Some records:
┌──

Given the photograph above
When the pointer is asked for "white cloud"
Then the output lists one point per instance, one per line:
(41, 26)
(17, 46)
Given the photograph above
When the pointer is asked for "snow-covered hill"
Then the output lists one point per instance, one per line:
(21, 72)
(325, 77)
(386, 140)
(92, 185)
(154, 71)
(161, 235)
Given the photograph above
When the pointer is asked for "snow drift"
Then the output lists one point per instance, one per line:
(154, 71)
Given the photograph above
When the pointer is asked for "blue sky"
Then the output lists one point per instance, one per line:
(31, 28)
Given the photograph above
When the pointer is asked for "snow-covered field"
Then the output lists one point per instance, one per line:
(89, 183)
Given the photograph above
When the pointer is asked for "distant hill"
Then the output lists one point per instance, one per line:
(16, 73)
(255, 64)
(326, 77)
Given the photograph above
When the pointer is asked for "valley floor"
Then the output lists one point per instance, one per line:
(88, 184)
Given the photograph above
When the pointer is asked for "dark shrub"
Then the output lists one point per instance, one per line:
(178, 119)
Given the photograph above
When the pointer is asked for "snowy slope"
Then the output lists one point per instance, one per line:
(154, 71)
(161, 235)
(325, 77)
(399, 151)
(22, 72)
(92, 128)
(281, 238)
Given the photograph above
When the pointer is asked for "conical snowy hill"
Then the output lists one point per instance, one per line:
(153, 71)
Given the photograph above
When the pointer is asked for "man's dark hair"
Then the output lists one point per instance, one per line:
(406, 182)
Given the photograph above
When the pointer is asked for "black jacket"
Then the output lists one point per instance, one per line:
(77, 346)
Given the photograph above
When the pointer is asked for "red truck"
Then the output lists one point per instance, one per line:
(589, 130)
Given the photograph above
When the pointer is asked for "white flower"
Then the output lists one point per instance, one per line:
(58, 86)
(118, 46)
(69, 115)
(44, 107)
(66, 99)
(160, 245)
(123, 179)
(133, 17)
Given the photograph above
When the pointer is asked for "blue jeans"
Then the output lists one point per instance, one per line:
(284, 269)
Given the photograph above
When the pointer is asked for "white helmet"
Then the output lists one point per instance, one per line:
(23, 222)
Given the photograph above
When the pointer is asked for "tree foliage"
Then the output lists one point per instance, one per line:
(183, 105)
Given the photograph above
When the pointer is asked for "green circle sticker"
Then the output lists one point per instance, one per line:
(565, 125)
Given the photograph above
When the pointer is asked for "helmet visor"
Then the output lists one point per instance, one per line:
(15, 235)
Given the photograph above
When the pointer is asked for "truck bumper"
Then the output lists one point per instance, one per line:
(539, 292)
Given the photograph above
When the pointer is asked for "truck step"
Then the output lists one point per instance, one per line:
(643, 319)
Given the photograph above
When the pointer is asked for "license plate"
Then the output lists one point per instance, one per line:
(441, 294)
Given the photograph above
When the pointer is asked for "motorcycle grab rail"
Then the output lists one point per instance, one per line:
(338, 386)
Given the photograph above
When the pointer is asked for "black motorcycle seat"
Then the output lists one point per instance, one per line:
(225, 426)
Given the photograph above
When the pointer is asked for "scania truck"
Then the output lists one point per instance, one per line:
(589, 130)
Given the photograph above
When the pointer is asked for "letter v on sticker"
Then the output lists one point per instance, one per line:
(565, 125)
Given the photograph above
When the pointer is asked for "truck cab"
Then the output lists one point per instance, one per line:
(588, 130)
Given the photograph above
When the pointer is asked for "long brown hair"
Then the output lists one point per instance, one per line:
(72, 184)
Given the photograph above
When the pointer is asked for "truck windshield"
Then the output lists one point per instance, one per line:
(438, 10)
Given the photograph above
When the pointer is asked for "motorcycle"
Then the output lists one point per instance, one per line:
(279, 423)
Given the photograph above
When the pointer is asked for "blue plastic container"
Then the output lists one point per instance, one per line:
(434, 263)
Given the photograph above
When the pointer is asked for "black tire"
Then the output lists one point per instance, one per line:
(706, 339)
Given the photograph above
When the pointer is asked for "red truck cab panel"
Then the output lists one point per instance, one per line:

└──

EXERCISE BRIEF ->
Print the whole listing again, exactly.

EXERCISE SOLUTION ->
Given the photograph above
When the pointer is asked for "white cloud"
Then the output lists one point per instance, one per line:
(41, 26)
(17, 46)
Given the photograph above
When the pointer is asked for "snow-covered hill"
Then the output lists one point per instance, one per line:
(21, 72)
(325, 77)
(386, 140)
(92, 185)
(154, 71)
(161, 235)
Given the photograph above
When the pointer is asked for "snow drift"
Then the output lists one point per instance, one per line:
(154, 71)
Given the photograph above
When the pointer is asked for "blue sky"
Then the output lists one point per instance, one per line:
(31, 28)
Given the photograph above
When the pointer is asked for "snow-covered field"
Then the output lists one point per instance, one per line:
(89, 183)
Given the photograph above
When the pointer is asked for "distant hill"
Then the output lists one point per instance, one per line:
(16, 73)
(255, 64)
(326, 77)
Given the photograph above
When the pointer is asked for "valley floor"
Then the output lists one point per instance, one per line:
(88, 184)
Given the photograph above
When the pointer is asked for "dark shrub"
Then the output lists one point per instance, one per line:
(178, 119)
Given the photograph above
When the pointer is asked for "snowy slope"
Then the output lists one point per instance, one per line:
(154, 71)
(161, 235)
(325, 77)
(399, 151)
(22, 72)
(92, 128)
(281, 238)
Given the photograph above
When the pointer is asked for "conical snowy hill"
Then the output lists one point per instance, one per line:
(153, 71)
Given the photograph above
When the pointer is asked for "man's dark hair"
Then the output lists one point per instance, one per line:
(406, 182)
Given the photograph above
When the pointer is asked for "black jacket"
Then the output lists one point per instance, one per line:
(77, 346)
Given the photograph above
When the pointer is asked for "red truck"
Then the output lists one point per instance, one per line:
(589, 130)
Given the photograph above
When the pointer is asked for "white flower"
Then the output lists one point per instance, one per line:
(58, 86)
(118, 46)
(69, 115)
(44, 107)
(66, 99)
(160, 245)
(123, 179)
(133, 17)
Given the photograph above
When the pointer is asked for "blue jeans"
Then the output lists one point per instance, one per line:
(284, 269)
Given the photograph above
When the pointer is asked for "white helmet"
Then the output lists one point per instance, one per line:
(23, 222)
Given the photograph above
When the pointer is asked for "tree foliage"
Then the output lists one point per instance, one per line:
(183, 105)
Given the photograph above
When the pointer is asked for "green circle sticker"
Then the output lists one point per instance, one per line:
(565, 125)
Given the photograph above
When the pointer is asked for "helmet visor"
Then the output lists one point per instance, one per line:
(15, 235)
Given the photograph above
When the pointer is asked for "truck bumper"
Then the output lists one point per instance, one per line:
(539, 292)
Given the photograph above
When the pointer is asked for "truck step"
Then the output lists one point per instance, one per line:
(643, 319)
Given the photograph above
When the pointer is asked for "license plate"
Then the output lists one point per instance, one per line:
(441, 294)
Given the photograph above
When the pointer is asked for "motorcycle grab rail"
Then the output lists one point per instance, one per line:
(338, 386)
Given the photograph above
When the pointer is asked for "black motorcycle seat"
Then the output lists one point per instance, one per line:
(225, 426)
Given the photograph above
When the pointer is asked for "scania truck"
Then the output lists one point per instance, one per line:
(589, 130)
Given the photograph above
When the pointer is asked for "letter v on sticker"
Then the output lists one point per instance, one per line:
(565, 125)
Given the photograph above
When the pointer is asked for "truck cab"
Then the output lists one point per instance, one per line:
(588, 130)
Given the photograph above
When the pointer is asked for "long brown hair"
Then the output lists one point per instance, one per line:
(72, 184)
Given the photograph above
When the pointer is asked for "truck windshield"
Then the output lists one point per instance, one per line:
(438, 10)
Given the photograph above
When the pointer is asked for "motorcycle"
Then the output lists one point per instance, one per line:
(279, 423)
Given the photograph above
When the pointer is asked for "blue plastic container"
Then the output lists one point per instance, one per line:
(434, 263)
Given the photograph above
When the pointer is asked for "black tire"
Then the output lists one point per instance, one per line:
(706, 339)
Given the photograph above
When the pointer is asked for "red truck cab panel"
Then the output lists one point per instance, one per line:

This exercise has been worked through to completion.